> WHAT THE TASK ASKS
Between the line containing "action | put a dot on each instance of the tree" and the line containing "query | green shrub" lies a run of lines; give that run again exactly, with both of those lines, and nothing else from the entries below.

> RECORDS FOR THE EXERCISE

··········

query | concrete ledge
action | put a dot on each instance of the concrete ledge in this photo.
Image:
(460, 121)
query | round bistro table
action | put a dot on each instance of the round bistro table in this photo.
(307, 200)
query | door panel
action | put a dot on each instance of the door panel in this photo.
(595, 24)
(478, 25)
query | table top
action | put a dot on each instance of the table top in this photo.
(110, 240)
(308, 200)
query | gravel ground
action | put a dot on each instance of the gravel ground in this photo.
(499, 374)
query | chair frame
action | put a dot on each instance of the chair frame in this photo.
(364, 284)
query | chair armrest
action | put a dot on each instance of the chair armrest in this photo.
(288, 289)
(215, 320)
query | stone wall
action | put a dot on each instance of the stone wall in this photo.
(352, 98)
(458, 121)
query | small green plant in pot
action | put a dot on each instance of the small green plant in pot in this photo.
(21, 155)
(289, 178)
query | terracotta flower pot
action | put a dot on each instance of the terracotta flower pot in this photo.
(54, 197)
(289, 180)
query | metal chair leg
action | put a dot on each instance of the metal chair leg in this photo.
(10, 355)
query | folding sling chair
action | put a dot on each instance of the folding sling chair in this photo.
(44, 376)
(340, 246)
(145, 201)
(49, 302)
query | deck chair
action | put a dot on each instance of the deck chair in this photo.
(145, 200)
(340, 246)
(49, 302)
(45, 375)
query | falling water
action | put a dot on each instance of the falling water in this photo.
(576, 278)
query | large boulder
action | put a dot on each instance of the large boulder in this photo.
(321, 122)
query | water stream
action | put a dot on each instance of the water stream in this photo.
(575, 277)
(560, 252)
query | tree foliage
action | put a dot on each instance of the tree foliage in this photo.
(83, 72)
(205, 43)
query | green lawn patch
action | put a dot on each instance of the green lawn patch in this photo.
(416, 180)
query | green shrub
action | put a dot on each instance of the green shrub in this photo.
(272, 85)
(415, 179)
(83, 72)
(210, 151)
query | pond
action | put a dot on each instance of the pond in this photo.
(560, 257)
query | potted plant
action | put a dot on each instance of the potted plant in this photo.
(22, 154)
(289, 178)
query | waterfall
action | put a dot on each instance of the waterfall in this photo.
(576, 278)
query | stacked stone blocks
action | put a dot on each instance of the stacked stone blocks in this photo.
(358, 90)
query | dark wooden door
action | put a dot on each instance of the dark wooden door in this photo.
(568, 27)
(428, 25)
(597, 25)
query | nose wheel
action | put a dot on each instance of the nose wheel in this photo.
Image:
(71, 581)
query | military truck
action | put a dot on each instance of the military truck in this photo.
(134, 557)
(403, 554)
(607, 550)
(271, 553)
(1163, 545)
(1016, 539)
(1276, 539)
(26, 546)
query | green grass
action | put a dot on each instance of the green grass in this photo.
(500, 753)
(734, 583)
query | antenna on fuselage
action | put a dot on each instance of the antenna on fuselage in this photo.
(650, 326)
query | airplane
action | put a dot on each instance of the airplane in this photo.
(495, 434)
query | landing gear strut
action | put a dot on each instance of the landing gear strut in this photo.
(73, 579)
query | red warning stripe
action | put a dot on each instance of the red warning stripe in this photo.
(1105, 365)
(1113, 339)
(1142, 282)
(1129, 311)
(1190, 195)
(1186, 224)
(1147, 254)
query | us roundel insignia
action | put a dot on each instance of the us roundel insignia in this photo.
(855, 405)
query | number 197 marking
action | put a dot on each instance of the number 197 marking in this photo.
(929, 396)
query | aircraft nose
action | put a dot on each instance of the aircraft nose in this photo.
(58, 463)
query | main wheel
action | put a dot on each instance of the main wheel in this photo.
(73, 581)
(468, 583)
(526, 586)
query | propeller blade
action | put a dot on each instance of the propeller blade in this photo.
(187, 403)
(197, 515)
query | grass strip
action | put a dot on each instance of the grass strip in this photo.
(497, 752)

··········

> SOLUTION TO THIS TASK
action | put a dot on each instance of the tree foliage in this photo.
(83, 72)
(205, 43)
query | green lawn patch
action | put a dot on each instance of the green lawn patch in this photo.
(416, 180)
query | green shrub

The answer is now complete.